# [SELECTED EXCERPT]
..............................

What Happened
- Five Rajya Sabha seats from Bihar are going to polls on March 16, 2026.
- The NDA alliance, with 202 MLAs in the 243-member Bihar Assembly, has sufficient strength to comfortably win four seats but falls short of the votes needed for a fifth.
- RJD (Rashtriya Janata Dal) has fielded A.D. Singh as its candidate for the contested fifth seat.
- With 41 votes required per seat (the Quota), NDA's residual vote pool after securing four seats stands at approximately 38 — three short of the quota.
- The opposition INDIA/Grand Alliance bloc has 35 MLAs (RJD-led), with AIMIM holding 5 seats and BSP holding 1 — these "Other" MLAs become kingmakers for the fifth seat.
- The contest has raised significant discussion about Single Transferable Vote mechanics, open ballot provisions, and the possibility of cross-voting.

..............................

Rows from the dataset:

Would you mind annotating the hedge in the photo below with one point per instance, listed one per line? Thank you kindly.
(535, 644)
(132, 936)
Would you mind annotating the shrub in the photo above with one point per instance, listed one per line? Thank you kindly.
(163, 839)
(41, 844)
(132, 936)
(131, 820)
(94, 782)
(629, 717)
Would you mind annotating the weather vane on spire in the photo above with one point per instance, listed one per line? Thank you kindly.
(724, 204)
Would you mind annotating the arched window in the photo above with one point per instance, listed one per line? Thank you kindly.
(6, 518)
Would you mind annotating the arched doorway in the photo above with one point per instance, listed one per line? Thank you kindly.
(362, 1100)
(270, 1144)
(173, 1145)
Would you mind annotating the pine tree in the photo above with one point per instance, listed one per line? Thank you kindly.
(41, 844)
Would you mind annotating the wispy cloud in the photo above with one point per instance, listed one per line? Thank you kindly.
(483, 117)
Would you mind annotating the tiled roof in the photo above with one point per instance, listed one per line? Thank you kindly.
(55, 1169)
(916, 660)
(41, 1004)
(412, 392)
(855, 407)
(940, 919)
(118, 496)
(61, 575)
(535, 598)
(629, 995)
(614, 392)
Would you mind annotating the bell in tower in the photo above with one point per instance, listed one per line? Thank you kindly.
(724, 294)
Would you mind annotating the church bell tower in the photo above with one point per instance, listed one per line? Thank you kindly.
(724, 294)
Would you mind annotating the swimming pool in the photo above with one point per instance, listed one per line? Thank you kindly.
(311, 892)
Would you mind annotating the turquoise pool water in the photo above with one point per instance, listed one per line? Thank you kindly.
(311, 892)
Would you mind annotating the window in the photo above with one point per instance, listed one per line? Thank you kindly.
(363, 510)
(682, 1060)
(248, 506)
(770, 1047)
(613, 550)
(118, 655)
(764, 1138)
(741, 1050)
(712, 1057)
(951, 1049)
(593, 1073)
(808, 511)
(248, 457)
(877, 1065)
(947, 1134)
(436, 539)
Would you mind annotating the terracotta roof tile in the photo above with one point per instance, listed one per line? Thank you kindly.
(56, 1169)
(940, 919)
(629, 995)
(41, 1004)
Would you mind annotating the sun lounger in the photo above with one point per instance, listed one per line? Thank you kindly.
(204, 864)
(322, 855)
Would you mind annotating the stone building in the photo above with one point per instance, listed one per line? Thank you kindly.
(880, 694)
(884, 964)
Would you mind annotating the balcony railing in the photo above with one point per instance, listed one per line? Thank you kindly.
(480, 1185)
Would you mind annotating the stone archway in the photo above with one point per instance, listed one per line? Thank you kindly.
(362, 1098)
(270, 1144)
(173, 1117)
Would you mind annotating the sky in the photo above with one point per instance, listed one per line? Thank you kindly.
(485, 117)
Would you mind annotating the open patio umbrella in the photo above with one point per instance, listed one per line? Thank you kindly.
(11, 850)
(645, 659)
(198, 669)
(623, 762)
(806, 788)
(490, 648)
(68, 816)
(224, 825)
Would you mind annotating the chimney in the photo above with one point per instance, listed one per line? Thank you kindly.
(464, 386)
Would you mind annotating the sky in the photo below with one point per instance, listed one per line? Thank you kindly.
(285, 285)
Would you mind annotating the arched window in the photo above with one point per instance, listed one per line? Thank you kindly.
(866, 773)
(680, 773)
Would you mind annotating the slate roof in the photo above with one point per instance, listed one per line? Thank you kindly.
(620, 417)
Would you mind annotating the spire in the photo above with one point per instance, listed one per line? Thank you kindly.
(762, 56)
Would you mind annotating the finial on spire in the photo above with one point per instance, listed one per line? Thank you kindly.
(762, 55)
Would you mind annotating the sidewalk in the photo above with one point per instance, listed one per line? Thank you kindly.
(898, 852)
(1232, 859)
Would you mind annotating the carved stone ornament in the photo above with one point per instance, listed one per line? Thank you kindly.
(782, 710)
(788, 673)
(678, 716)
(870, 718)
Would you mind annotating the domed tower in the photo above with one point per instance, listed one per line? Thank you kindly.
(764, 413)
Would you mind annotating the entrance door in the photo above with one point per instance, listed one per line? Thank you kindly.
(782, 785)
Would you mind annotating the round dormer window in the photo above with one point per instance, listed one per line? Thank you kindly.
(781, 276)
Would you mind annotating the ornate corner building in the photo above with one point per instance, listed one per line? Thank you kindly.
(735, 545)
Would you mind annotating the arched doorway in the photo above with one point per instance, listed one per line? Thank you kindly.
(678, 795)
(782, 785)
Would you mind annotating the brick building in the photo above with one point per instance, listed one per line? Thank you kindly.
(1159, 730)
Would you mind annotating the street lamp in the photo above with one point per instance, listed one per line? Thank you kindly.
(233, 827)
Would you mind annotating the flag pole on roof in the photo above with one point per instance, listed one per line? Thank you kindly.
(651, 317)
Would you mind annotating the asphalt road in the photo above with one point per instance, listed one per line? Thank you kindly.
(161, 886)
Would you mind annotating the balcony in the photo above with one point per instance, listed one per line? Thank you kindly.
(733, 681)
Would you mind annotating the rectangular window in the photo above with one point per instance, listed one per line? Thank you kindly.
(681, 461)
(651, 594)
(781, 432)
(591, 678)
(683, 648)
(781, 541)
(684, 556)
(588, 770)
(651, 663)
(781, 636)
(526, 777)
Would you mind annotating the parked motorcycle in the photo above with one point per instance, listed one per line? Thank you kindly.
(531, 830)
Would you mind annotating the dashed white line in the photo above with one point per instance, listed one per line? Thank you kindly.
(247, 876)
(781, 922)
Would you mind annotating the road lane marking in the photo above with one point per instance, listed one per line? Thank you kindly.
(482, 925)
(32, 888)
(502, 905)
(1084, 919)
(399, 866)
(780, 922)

..............................

# [GOAL]
Retype the part of the Bihar Rajya Sabha summary that begins at the words "- The contest" and stops after "possibility of cross-voting.". The records have no role here.

# [FINAL RESULT]
- The contest has raised significant discussion about Single Transferable Vote mechanics, open ballot provisions, and the possibility of cross-voting.